— Begin LISTING —
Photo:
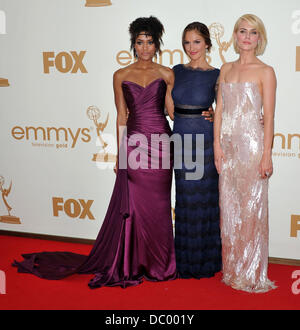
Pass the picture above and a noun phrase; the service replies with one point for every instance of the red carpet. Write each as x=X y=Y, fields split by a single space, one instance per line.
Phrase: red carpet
x=24 y=291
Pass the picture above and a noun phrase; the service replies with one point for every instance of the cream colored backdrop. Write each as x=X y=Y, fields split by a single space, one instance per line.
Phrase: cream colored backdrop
x=57 y=59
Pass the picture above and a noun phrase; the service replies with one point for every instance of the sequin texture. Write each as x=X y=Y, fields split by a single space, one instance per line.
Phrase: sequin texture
x=243 y=193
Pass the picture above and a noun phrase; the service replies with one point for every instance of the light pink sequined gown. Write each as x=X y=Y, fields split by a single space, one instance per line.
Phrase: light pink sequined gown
x=243 y=194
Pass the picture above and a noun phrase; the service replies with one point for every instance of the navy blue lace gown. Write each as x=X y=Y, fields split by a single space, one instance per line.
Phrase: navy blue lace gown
x=197 y=219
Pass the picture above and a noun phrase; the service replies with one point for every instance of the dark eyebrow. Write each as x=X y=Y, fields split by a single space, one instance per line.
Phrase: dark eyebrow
x=254 y=29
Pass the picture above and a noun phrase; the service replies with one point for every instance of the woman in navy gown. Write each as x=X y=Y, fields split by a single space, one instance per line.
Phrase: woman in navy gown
x=197 y=231
x=136 y=238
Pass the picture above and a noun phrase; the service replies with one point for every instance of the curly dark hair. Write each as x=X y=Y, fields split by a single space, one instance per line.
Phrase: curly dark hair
x=202 y=29
x=151 y=26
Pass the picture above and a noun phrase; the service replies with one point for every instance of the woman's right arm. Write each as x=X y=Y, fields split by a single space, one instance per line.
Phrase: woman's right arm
x=218 y=152
x=121 y=110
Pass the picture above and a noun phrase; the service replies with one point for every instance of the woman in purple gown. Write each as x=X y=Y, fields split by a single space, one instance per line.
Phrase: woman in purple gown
x=136 y=238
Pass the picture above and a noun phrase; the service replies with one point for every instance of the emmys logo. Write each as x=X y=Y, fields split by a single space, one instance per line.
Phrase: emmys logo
x=167 y=57
x=298 y=58
x=287 y=142
x=62 y=135
x=3 y=82
x=295 y=225
x=2 y=282
x=73 y=208
x=64 y=62
x=5 y=192
x=106 y=142
x=296 y=284
x=97 y=3
x=217 y=32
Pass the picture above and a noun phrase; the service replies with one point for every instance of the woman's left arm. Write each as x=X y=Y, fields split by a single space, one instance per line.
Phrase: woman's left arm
x=169 y=104
x=269 y=85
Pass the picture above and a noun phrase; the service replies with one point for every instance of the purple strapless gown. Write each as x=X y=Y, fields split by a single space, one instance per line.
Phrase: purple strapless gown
x=136 y=237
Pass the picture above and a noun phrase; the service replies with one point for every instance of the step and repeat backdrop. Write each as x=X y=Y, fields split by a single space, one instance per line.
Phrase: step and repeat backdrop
x=57 y=113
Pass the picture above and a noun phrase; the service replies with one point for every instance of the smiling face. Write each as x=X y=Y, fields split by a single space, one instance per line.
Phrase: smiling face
x=144 y=46
x=194 y=45
x=247 y=37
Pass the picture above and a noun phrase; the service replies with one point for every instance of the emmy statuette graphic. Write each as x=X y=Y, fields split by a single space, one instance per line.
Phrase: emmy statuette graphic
x=97 y=3
x=94 y=114
x=5 y=192
x=217 y=31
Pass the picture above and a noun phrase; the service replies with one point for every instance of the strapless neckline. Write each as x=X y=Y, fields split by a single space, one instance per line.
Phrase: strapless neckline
x=134 y=83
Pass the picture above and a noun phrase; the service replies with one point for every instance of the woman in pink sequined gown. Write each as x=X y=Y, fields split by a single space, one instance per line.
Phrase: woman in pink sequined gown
x=242 y=148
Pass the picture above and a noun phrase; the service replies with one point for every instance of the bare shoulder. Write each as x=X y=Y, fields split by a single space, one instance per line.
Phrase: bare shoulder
x=267 y=73
x=226 y=67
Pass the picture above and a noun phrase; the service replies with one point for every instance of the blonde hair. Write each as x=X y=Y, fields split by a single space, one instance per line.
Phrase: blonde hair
x=257 y=23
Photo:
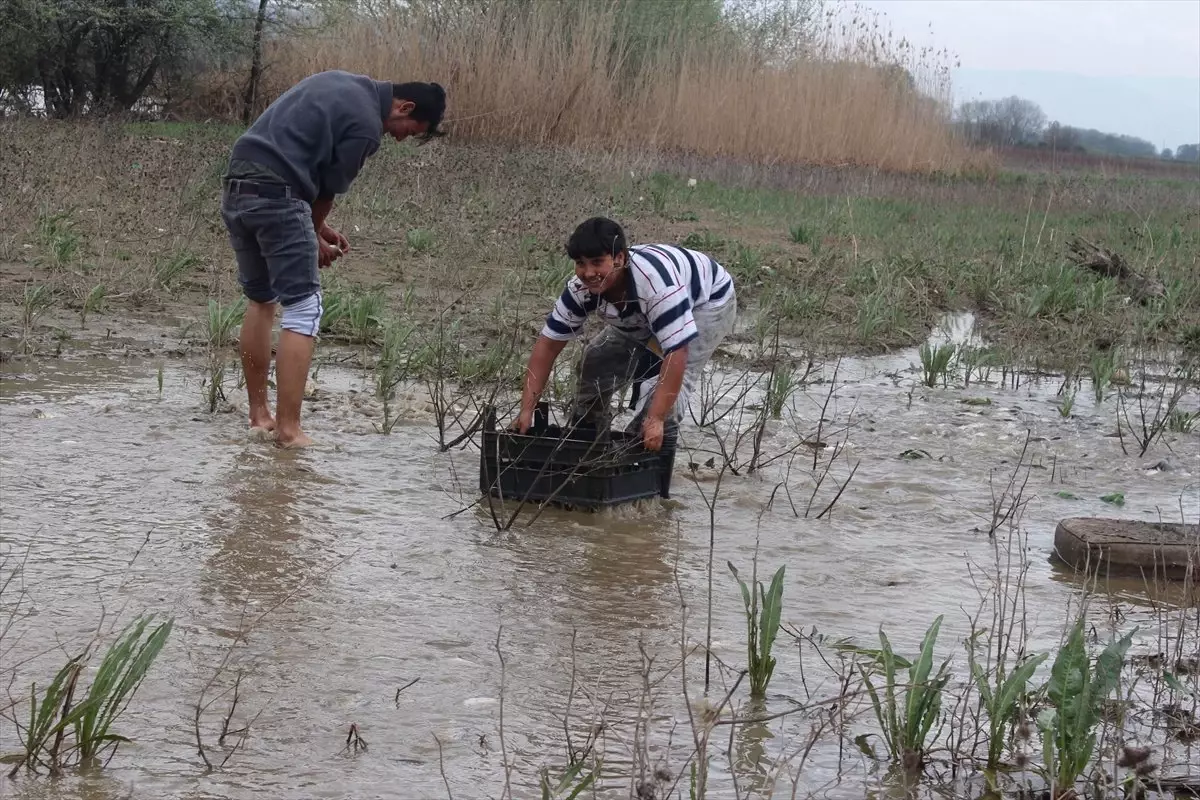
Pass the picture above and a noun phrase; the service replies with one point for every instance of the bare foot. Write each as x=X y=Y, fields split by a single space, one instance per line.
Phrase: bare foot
x=262 y=421
x=300 y=439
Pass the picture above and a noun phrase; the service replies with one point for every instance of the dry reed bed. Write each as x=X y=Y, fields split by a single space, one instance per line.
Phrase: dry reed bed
x=550 y=73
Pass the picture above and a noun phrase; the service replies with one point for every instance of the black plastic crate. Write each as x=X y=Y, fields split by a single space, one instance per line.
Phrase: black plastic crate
x=577 y=469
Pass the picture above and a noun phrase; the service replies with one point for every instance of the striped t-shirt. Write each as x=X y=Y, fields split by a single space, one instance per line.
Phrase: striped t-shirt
x=664 y=284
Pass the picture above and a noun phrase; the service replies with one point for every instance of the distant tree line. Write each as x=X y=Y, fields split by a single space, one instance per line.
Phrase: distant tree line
x=1019 y=122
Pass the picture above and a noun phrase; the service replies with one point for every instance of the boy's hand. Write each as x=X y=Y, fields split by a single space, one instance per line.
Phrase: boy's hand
x=335 y=238
x=327 y=253
x=652 y=433
x=523 y=422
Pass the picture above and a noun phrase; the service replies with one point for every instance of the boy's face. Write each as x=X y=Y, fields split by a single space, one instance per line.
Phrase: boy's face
x=600 y=272
x=400 y=125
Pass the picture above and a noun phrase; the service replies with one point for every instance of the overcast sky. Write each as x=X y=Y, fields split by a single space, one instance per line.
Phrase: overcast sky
x=1123 y=66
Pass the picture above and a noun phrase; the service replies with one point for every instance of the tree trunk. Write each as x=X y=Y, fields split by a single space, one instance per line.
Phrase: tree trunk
x=256 y=65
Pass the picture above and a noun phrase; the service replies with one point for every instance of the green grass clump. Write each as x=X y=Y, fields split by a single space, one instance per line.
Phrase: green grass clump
x=60 y=731
x=906 y=713
x=763 y=608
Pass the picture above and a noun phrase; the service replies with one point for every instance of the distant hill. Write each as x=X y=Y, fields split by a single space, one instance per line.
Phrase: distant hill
x=1162 y=110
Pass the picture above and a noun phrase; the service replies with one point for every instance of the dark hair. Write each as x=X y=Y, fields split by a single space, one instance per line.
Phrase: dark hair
x=430 y=100
x=594 y=238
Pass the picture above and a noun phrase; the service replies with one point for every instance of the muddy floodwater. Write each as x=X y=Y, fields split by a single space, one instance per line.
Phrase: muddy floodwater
x=361 y=565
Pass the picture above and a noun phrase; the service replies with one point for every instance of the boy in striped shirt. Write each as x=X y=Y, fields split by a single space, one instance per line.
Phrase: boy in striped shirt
x=659 y=302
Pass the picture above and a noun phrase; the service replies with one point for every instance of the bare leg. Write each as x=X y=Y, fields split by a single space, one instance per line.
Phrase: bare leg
x=256 y=360
x=291 y=372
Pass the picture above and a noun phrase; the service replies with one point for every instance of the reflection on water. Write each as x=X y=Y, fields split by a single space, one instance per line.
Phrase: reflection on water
x=376 y=571
x=265 y=537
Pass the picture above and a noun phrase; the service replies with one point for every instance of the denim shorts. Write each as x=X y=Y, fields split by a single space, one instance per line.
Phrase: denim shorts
x=275 y=244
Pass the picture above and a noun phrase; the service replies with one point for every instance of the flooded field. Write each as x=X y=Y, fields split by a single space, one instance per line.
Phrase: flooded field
x=359 y=584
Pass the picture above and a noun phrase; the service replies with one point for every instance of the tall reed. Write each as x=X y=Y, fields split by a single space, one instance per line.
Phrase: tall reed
x=793 y=85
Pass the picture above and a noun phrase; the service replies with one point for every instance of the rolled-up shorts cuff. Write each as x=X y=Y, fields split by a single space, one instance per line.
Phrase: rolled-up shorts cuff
x=304 y=316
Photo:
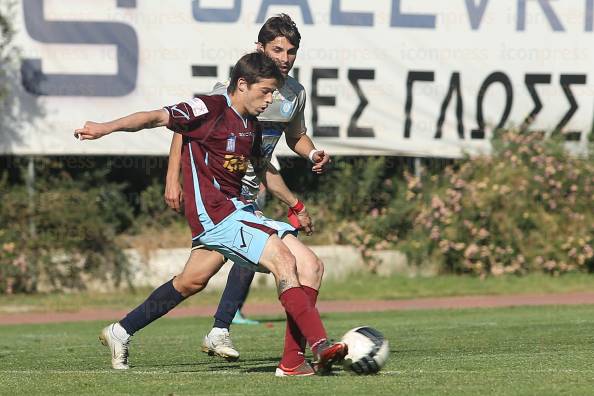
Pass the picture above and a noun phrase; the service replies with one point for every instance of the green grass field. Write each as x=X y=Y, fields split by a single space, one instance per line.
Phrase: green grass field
x=536 y=350
x=360 y=286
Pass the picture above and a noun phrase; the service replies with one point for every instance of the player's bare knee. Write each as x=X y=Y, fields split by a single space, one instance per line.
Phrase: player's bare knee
x=286 y=264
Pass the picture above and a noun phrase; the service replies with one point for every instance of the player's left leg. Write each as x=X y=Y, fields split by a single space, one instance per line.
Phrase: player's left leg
x=200 y=267
x=218 y=340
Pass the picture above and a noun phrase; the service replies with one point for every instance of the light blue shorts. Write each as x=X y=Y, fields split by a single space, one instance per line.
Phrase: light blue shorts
x=242 y=236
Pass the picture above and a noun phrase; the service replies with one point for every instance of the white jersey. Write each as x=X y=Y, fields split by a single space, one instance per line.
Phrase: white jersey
x=284 y=115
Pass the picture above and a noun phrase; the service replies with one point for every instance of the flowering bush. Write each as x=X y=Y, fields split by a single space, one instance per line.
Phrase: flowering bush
x=526 y=207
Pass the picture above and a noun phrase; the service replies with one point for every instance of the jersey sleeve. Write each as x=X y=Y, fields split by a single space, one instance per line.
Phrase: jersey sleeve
x=188 y=118
x=296 y=127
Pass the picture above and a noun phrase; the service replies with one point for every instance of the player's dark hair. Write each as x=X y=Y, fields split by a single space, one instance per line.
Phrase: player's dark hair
x=279 y=25
x=254 y=67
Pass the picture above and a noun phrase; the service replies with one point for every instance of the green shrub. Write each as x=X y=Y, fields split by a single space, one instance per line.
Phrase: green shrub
x=63 y=236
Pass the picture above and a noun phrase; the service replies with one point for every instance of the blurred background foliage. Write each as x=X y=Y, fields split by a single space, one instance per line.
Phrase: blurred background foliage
x=525 y=208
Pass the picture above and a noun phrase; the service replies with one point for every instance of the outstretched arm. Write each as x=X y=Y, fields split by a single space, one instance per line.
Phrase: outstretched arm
x=131 y=123
x=173 y=192
x=276 y=185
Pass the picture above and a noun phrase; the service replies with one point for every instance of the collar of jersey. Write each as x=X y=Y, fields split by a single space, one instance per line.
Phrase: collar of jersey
x=226 y=95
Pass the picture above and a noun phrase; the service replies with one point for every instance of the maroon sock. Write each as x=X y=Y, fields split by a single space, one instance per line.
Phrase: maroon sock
x=293 y=355
x=307 y=318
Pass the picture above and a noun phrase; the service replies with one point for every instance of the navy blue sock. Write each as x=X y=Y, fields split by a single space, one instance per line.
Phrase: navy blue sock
x=162 y=300
x=234 y=295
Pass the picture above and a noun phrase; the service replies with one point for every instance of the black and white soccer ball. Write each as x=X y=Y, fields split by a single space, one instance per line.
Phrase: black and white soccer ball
x=368 y=350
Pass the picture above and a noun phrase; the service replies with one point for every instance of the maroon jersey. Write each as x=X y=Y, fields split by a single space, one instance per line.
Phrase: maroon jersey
x=218 y=143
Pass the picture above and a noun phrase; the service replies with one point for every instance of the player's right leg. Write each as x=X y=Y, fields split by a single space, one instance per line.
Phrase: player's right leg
x=200 y=267
x=277 y=258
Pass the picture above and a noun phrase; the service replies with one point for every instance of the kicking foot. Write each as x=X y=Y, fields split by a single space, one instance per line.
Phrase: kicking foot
x=218 y=342
x=119 y=348
x=327 y=354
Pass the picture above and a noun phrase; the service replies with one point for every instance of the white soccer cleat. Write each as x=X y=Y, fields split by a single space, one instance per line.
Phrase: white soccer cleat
x=119 y=348
x=218 y=342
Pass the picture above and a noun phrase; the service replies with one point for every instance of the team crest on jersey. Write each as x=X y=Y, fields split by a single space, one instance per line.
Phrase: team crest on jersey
x=198 y=106
x=286 y=108
x=234 y=163
x=181 y=111
x=231 y=143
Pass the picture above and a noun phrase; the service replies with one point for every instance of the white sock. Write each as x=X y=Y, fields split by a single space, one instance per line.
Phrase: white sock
x=119 y=332
x=218 y=330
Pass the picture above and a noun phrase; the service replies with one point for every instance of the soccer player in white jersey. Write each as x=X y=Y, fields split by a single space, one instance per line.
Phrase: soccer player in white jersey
x=279 y=38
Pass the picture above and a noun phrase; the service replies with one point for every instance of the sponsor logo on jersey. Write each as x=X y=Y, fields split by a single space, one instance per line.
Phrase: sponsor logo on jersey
x=234 y=163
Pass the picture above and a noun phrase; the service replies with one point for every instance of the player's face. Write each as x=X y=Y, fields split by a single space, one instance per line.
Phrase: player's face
x=259 y=95
x=282 y=52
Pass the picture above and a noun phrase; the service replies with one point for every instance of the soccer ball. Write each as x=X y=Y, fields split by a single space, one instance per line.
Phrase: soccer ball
x=368 y=350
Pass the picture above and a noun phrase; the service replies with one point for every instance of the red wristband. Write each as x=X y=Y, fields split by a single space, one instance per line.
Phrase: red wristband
x=298 y=207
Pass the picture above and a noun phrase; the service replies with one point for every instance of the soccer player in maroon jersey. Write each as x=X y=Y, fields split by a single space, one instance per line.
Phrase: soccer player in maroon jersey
x=279 y=38
x=221 y=133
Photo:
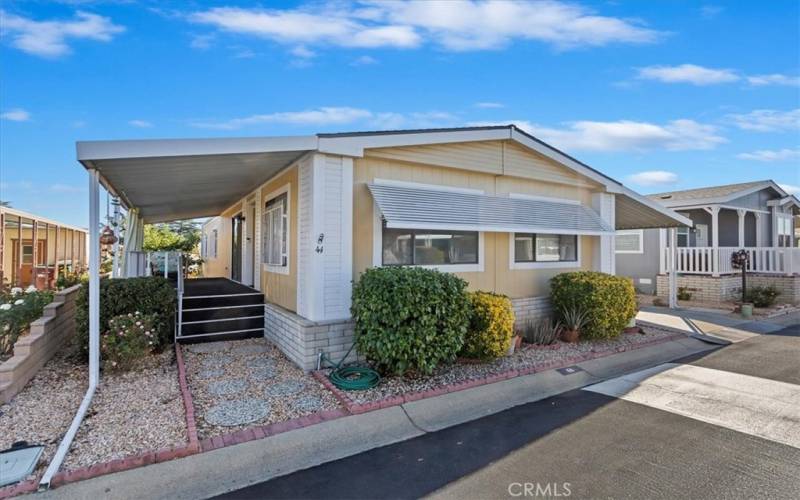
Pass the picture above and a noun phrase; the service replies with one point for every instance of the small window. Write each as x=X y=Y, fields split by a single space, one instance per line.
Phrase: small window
x=422 y=247
x=276 y=231
x=629 y=241
x=530 y=247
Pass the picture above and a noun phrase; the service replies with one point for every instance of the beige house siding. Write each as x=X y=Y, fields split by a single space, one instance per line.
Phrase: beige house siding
x=496 y=276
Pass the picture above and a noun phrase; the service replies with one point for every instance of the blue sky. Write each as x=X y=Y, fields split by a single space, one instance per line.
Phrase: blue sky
x=659 y=95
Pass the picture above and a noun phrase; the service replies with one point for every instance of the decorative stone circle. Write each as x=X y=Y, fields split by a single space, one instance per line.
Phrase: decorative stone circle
x=287 y=388
x=238 y=412
x=308 y=403
x=250 y=349
x=225 y=387
x=207 y=347
x=218 y=361
x=210 y=373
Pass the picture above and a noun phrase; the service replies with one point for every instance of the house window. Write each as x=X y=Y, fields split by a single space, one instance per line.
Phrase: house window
x=629 y=241
x=530 y=247
x=422 y=247
x=785 y=231
x=276 y=230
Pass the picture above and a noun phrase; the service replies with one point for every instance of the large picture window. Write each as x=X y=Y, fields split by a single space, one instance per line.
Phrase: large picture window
x=276 y=232
x=530 y=247
x=421 y=247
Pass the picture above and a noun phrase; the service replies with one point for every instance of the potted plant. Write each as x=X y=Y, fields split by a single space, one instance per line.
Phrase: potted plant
x=573 y=319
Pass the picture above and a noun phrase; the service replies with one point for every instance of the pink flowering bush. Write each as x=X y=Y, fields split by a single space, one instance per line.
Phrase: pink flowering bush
x=129 y=338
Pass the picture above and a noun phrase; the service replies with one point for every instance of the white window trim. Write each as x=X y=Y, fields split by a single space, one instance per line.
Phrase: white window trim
x=377 y=250
x=285 y=189
x=541 y=265
x=627 y=232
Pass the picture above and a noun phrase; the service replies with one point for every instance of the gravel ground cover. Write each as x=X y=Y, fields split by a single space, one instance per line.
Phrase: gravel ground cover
x=131 y=412
x=255 y=385
x=524 y=358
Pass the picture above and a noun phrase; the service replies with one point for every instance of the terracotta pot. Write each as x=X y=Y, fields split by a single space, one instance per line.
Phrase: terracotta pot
x=570 y=336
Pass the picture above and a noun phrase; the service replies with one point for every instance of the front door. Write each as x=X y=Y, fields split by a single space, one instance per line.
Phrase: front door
x=236 y=247
x=701 y=236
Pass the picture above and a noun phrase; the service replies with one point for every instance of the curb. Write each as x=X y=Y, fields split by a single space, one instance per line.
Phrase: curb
x=358 y=408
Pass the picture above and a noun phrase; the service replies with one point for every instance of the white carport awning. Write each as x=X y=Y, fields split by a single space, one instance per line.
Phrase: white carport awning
x=418 y=208
x=185 y=179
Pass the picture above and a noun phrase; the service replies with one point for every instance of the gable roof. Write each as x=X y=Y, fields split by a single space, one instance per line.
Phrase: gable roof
x=171 y=179
x=714 y=194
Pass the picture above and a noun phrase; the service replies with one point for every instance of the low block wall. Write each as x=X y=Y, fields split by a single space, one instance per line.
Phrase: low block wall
x=729 y=287
x=47 y=335
x=302 y=340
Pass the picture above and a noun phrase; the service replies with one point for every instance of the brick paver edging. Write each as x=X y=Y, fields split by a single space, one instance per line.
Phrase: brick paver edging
x=356 y=408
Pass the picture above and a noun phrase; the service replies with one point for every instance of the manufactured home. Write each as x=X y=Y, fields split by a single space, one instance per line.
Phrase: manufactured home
x=294 y=221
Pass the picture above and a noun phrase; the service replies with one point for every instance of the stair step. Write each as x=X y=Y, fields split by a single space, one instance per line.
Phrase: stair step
x=223 y=325
x=208 y=313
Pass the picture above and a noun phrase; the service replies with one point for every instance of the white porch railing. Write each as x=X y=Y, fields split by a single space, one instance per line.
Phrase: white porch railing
x=714 y=261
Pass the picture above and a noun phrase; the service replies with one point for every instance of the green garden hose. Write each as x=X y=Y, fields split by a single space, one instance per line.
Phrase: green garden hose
x=352 y=378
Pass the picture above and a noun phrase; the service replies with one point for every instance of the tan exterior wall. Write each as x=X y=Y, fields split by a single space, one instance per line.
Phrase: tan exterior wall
x=496 y=276
x=278 y=288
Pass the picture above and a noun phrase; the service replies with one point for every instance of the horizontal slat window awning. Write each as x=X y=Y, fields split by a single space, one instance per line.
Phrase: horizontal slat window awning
x=421 y=208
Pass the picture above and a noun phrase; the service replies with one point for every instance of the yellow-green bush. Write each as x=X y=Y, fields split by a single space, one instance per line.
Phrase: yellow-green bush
x=608 y=301
x=491 y=326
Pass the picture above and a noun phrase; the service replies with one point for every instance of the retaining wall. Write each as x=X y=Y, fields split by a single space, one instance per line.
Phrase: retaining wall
x=47 y=335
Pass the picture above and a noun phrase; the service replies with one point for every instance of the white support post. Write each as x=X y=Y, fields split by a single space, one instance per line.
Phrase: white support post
x=673 y=278
x=715 y=241
x=742 y=213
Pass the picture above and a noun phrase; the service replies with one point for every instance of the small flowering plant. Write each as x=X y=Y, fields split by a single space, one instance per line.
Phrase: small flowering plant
x=18 y=308
x=129 y=337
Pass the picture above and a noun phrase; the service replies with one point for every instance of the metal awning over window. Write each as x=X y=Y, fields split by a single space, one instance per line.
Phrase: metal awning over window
x=418 y=208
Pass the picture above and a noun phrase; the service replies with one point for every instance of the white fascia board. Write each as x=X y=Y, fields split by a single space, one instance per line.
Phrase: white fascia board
x=656 y=206
x=356 y=144
x=491 y=229
x=152 y=148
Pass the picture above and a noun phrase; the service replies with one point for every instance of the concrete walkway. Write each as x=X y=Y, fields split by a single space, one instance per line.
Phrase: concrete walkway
x=719 y=327
x=234 y=467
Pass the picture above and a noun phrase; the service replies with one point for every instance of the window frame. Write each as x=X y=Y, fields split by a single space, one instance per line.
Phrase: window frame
— End LISTING —
● PROBLEM: Copy the lines of the material above verbatim, everything from the line containing "the low block" down to the line containing "x=302 y=340", including both of those lines.

● SOLVED EXERCISE:
Pass the picture above and a noun phrase; the service replies with one point for every instance of the low block wall. Write each as x=X y=Y, fields split by a single space, one instance per line.
Phrase: low block wall
x=729 y=287
x=47 y=335
x=302 y=340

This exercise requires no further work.